### Текст для разбора

==*==

Поиски авторитетного говорящего сводятся тем самым к поискам человека, который не может солгать, даже если бы захотел. Искреннее поэтому так часто приравнивается к невольному, к тому, от чего человек не может удержаться, в отношении чего у него нет выбора. Потому-то так ценятся невольный румянец, неожиданно сорвавшееся с губ слово, допрос под пыткой, сны и бредовые речи в забытьи. Представляется, что в них человек обнаруживает себя. Таким образом, искренность речи судится не столько по тому, что именно говорится, сколько по условиям, в которых это говорится, по ситуации, в которой находится человек. Если можно видеть, что человеку не из чего выбирать, что он в таком состоянии, что не контролирует себя и говорит первое попавшееся, то тогда человеку особенно доверяют.

Такие ситуации часто канонизируются в различных антропологических доктринах. Ведь внутренний мир человека недоступен для прямого наблюдения. Здесь приходится верить на слово. Подобно многообразию теорий, многообразие человеческих чувствований открыто только в слове. Вот почему любые слова человека о себе вызывают подозрение, и слушатель стремится услышать между слов невольно высказанное или поставить говорящего в различные невозможные, «пограничные» ситуации, чтобы вырвать у него искреннее слово о себе. Так в языческих храмах накурившиеся дурмана пифии изрекали истину посетителям, а современный психоаналитик толкует сны пациента. Канонизированные процедуры подобного рода предполагают постулирование неких скрытых сил – демонов, либидо и т. д., проявляющихся в указанных экстремальных ситуациях. Обычное литературоведческое чтение между строк также предполагает наличие скрытых сил – духа эпохи, духа народа и т. д. Предполагается, что человек находится с этими силами в прямом и непосредственном контакте, что они действуют «изнутри него» и что, следовательно, изменению жизненной ситуации человека: сну, опьянению, одержимостью речи и т. д. – соответствует некоторое изменение его метафизической ситуации, что и превращает его речь в рупор этих сил, чье действие ранее сдерживалось другими метафизическими силами, также находящими себе аналогию в жизненной практике.

==*==

### Выборка данных
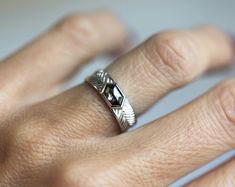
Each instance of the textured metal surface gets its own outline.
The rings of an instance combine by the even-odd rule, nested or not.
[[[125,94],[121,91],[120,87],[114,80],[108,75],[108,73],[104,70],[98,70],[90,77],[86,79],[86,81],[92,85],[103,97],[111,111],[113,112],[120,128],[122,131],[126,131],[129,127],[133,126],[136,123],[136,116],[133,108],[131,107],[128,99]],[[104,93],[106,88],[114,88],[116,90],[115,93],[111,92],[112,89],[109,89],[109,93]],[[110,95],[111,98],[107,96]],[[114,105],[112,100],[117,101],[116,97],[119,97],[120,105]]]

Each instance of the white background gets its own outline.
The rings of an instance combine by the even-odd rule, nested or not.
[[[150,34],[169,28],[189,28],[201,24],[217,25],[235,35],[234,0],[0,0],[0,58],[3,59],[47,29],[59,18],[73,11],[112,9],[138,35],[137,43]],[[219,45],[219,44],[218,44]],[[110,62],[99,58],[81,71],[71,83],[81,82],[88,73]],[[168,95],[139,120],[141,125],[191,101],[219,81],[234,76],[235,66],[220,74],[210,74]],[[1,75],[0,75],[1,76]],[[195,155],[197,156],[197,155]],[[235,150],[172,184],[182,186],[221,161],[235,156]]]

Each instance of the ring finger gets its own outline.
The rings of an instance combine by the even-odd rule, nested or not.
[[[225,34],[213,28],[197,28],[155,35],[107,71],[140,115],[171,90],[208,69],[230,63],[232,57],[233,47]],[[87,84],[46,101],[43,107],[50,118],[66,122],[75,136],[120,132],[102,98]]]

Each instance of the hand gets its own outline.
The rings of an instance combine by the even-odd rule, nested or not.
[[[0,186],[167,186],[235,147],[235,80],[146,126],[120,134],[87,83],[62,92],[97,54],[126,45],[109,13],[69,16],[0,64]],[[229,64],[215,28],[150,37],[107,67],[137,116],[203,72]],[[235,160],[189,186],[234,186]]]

==*==

### Что сделать
Ответьте кратко на вопросы по тексту об искренности речи.
1. По чему, согласно тексту, судится искренность речи?
2. Что изрекали посетителям пифии в языческих храмах и в каком состоянии?
3. Какие скрытые силы предполагает обычное литературоведческое чтение между строк?

### Ответ ниже
1. Не столько по тому, что говорится, сколько по условиям, в которых это говорится, и по ситуации, в которой находится человек.
2. Истину; пифии при этом накурились дурмана.
3. Дух эпохи, дух народа и т. д.